## Work to be completed
In the PROSE Json Extraction page, which constraint can clients add to a session to learn non-join programs?

## Selected excerpt
——————————
PROSE group header - blue background

PROSE – Json Extraction

The main entry point is Session class’s Learn() method, which returns a Program object. The Program’s key method is Run() that executes the program on an input Json to obtain the extracted output. Each program also has a Schema property that defines the structure of the extracted data.

Other important methods are Serialize() and Deserialize() to serialize and deserialize Program object.

To use Extraction.Json, one needs to reference:

Microsoft.ProgramSynthesis.Extraction.Json.dll, Microsoft.ProgramSynthesis.Extraction.Json.Learner.dll
and Microsoft.ProgramSynthesis.Extraction.Json.Semantics.dll.

The Sample Project (opens in new tab) illustrates our API usage.

Basic Usage

By default, Extraction.Json learns a join program in which inner arrays are joined with other fields. As a result, an outer object in the input Json can be flattened into several rows in the output table.

The below snippet illustrates a learning session to generate such program from the input jsonText:

string jsonText = ... 
var session = new Session(); 
session.Inputs.Add(jsonText); 
Program program = session.Learn(); 

Clients may add NoJoinInnerArrays constraint to the session to learn non-join programs, as illustrated in the following snippet:

var noJoinSession = new Session();
session.Inputs.Add(jsonText); 
noJoinSession.Constraints.Add(new NoJoinInnerArrays());
Program noJoinProgram = noJoinSession.Learn();

Serializing/Deserializing a Program

The Extraction.Json.Program.Serialize() method serializes the learned program to a string. The Extraction.Json.Loader.Instance.Load() method deserializes the program text to a program.
——————————
## Data
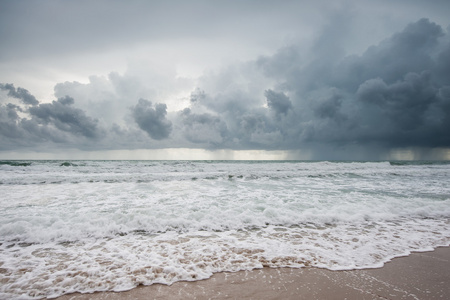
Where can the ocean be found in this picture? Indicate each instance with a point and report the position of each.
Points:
(85, 226)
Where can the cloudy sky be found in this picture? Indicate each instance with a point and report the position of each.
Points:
(225, 79)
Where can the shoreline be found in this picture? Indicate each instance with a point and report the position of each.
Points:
(420, 275)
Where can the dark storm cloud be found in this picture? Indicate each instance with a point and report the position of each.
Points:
(203, 128)
(152, 119)
(391, 95)
(394, 94)
(42, 124)
(19, 93)
(63, 116)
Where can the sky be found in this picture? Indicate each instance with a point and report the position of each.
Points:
(306, 80)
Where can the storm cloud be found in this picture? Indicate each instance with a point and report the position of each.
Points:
(152, 119)
(311, 93)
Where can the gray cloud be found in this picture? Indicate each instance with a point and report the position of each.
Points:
(394, 94)
(278, 102)
(19, 93)
(64, 117)
(152, 119)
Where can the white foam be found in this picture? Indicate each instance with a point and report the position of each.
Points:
(114, 225)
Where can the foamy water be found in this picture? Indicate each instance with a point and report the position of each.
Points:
(111, 225)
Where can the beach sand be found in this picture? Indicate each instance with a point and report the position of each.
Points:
(424, 275)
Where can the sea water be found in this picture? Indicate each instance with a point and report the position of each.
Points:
(85, 226)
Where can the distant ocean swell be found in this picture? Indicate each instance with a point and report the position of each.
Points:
(87, 226)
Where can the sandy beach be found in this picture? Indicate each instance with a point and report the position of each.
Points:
(423, 275)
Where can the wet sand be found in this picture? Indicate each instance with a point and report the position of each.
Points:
(424, 275)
——————————
## Answer to the problem
NoJoinInnerArrays